→ **WHAT YOU HAVE TO DO**
Please repeat the lines below word for word.

→ **RECORDS TO PROCESS**
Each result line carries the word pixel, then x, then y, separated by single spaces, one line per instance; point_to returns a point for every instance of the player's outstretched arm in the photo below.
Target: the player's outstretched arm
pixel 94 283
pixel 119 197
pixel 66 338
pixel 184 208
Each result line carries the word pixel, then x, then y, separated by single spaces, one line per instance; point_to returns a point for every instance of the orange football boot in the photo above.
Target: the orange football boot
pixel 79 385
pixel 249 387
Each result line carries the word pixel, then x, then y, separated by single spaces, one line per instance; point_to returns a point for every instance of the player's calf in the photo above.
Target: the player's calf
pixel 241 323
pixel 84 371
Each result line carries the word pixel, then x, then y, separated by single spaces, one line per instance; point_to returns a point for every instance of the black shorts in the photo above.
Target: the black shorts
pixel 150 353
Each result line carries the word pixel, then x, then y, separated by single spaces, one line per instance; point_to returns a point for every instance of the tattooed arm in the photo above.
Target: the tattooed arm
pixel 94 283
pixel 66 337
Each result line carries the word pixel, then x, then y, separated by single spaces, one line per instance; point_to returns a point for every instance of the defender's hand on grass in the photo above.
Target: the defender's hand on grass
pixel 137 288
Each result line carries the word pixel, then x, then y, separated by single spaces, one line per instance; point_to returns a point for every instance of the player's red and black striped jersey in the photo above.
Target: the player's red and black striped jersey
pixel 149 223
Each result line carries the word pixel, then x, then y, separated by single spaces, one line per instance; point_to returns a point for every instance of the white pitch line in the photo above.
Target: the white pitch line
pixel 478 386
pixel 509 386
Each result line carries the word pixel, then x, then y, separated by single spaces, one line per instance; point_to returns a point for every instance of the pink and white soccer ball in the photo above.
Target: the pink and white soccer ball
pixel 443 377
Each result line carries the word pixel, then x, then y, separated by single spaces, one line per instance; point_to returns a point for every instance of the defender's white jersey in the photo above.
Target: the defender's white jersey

→ **THE RESPONSE**
Each result line carries the word pixel, then x, then y, separated by single spaces, one line per instance; point_to returns a point for every instance of the player's outstretched arm in the photo below.
Target: the player's outstretched arm
pixel 94 283
pixel 119 197
pixel 66 338
pixel 184 208
Each result line carries the word pixel, then x, then y, separated by single spaces, one line per instance; point_to returns a point for every instance of the orange football boot in the photo above.
Target: the orange football boot
pixel 79 385
pixel 249 387
Each result line carries the word pixel, then x, then y, separated by single spaces, one line per instance; point_to returns a point for every instance of the player's calf in the photo above.
Target: the player's calf
pixel 241 323
pixel 84 371
Each result line carries the word pixel, then x, then y, separated by single spaces, one line per instance; point_to returns a point for every instance of the black shorts in the photo above.
Target: the black shorts
pixel 150 353
Each result line carries the word pixel, then x, then y, separated by single spaces, one line per instance; point_to returns a point for every instance of the tattooed arm in the photo above.
Target: the tattooed arm
pixel 94 283
pixel 66 337
Each result line carries the word pixel, then x, then y, separated by single spaces, one line per instance; point_to returns a point for every instance of the defender's hand on grass in the photo above.
Target: the defender's hand on grass
pixel 137 288
Each result line carries the word pixel, then x, then y, separated by single spaces, one line per instance; point_to returns a point for every instance of the player's red and black striped jersey in the photo above.
Target: the player's red and black striped jersey
pixel 149 223
Each result line carries the word pixel, then x, then y, separated by single spaces, one line per instance; point_to returns a point for every instance of the white pitch line in the photo above.
Target: the white pitch line
pixel 478 386
pixel 509 386
Each result line carries the word pixel, then x, then y, separated by single spaces, one line per instance; point_to returns a point for every instance of the pink and white soccer ball in the photo above.
Target: the pink and white soccer ball
pixel 443 377
Each result line carries the word pixel, then x, then y, separated by single spaces, one line per instance; point_to returns a point for every instance of the defender's white jersey in the photo above.
Target: the defender's white jersey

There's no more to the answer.